# Exercise prompt:
Convert the lines starting with the line that contains "the man's fingers" and going on through the line that contains "<point>128,69</point>" into a Markdown table with the columns Row and Line, leaving out blank lines. Include only those lines.

# Provided data:
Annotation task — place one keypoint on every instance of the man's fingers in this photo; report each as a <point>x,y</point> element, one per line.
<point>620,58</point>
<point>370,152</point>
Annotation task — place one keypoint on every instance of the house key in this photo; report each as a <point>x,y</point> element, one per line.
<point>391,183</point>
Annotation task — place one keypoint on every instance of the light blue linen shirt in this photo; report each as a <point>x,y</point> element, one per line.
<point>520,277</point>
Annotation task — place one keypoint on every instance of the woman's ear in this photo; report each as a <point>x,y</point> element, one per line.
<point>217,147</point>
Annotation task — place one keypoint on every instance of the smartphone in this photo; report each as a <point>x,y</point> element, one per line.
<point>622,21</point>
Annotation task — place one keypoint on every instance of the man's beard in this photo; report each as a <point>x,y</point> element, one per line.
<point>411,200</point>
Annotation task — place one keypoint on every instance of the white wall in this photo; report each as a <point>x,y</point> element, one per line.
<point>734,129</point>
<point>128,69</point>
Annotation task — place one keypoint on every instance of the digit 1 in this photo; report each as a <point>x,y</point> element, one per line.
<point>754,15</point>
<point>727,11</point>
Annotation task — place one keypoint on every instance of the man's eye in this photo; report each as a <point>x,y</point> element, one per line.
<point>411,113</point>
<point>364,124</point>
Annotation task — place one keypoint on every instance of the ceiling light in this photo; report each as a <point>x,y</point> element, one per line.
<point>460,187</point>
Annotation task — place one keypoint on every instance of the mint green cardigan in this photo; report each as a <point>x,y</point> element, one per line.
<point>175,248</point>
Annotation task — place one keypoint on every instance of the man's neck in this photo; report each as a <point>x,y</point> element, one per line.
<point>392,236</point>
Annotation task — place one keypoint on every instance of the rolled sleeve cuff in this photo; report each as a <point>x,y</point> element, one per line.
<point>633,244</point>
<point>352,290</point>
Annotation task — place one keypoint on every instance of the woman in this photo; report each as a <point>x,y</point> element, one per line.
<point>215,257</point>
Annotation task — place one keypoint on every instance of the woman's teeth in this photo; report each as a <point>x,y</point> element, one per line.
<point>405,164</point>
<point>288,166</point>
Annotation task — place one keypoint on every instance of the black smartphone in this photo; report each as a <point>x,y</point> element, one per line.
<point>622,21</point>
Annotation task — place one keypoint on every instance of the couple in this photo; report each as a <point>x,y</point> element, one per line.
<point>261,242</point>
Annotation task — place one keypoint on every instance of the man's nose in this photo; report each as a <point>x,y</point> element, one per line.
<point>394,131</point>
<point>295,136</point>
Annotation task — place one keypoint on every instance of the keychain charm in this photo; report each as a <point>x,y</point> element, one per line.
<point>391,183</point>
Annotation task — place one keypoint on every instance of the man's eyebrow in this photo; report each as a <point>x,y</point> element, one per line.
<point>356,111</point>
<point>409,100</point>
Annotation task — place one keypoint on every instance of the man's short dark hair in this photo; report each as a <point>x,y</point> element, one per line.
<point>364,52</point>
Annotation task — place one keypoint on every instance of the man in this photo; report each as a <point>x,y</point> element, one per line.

...

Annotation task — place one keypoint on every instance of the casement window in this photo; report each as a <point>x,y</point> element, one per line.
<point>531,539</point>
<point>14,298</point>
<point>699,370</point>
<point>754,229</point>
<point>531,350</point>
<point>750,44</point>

* * *

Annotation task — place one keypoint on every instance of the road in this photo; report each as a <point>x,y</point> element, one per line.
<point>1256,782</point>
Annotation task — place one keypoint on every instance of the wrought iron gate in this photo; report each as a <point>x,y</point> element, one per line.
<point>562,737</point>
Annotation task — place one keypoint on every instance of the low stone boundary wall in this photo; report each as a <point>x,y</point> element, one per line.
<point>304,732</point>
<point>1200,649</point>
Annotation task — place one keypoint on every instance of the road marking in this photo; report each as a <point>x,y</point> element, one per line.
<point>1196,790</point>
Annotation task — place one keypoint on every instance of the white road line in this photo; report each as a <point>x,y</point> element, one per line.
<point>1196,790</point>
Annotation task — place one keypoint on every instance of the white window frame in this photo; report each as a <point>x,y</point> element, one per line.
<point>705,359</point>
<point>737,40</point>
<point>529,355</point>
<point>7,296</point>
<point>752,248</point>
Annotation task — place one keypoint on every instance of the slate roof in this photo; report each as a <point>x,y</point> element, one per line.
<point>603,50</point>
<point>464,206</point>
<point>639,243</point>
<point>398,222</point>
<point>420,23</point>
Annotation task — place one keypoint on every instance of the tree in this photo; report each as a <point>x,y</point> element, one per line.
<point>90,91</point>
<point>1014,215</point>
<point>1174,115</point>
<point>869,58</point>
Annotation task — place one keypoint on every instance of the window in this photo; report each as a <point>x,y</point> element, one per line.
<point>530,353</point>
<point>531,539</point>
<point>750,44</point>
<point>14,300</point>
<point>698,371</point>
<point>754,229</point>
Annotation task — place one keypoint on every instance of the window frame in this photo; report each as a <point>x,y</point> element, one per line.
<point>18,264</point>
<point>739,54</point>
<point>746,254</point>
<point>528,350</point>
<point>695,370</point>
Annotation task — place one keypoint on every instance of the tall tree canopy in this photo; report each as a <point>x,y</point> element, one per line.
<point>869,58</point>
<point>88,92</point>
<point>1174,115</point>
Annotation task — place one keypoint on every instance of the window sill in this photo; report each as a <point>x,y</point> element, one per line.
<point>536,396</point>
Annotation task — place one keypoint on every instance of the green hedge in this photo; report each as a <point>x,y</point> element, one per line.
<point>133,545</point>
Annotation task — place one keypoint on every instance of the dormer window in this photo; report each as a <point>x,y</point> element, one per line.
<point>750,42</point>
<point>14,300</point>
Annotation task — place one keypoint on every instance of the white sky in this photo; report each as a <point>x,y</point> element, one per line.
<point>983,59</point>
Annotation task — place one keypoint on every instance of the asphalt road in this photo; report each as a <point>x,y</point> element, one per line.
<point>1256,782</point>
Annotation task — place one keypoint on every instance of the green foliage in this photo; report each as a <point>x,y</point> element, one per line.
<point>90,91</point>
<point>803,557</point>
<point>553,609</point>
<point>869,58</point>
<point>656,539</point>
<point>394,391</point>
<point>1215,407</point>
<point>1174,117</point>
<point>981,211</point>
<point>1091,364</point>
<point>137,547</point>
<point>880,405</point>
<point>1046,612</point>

# Solved problem:
| Row | Line |
|---|---|
| 1 | Annotation task — place one keypoint on every instance of the man's fingers in this photo; report each as a <point>x,y</point> element, one per line. |
| 2 | <point>620,58</point> |
| 3 | <point>370,152</point> |
| 4 | Annotation task — place one keypoint on every instance of the house key in this photo; report each as a <point>x,y</point> element, one per line. |
| 5 | <point>391,183</point> |
| 6 | Annotation task — place one keypoint on every instance of the light blue linen shirt in this photo; report each as a <point>x,y</point> element, one per line. |
| 7 | <point>520,277</point> |
| 8 | Annotation task — place one keypoint on every instance of the woman's ear in this photo; report each as a <point>x,y</point> element, one per line. |
| 9 | <point>217,147</point> |
| 10 | Annotation task — place one keypoint on every instance of the smartphone in this photo; report each as a <point>x,y</point> element, one per line. |
| 11 | <point>622,21</point> |
| 12 | Annotation task — place one keypoint on every instance of the man's beard in this photo; report each as a <point>x,y</point> element, one per line. |
| 13 | <point>411,200</point> |
| 14 | Annotation task — place one keypoint on every instance of the white wall in this photo; report each as a <point>x,y</point> element, one per line. |
| 15 | <point>734,129</point> |
| 16 | <point>128,69</point> |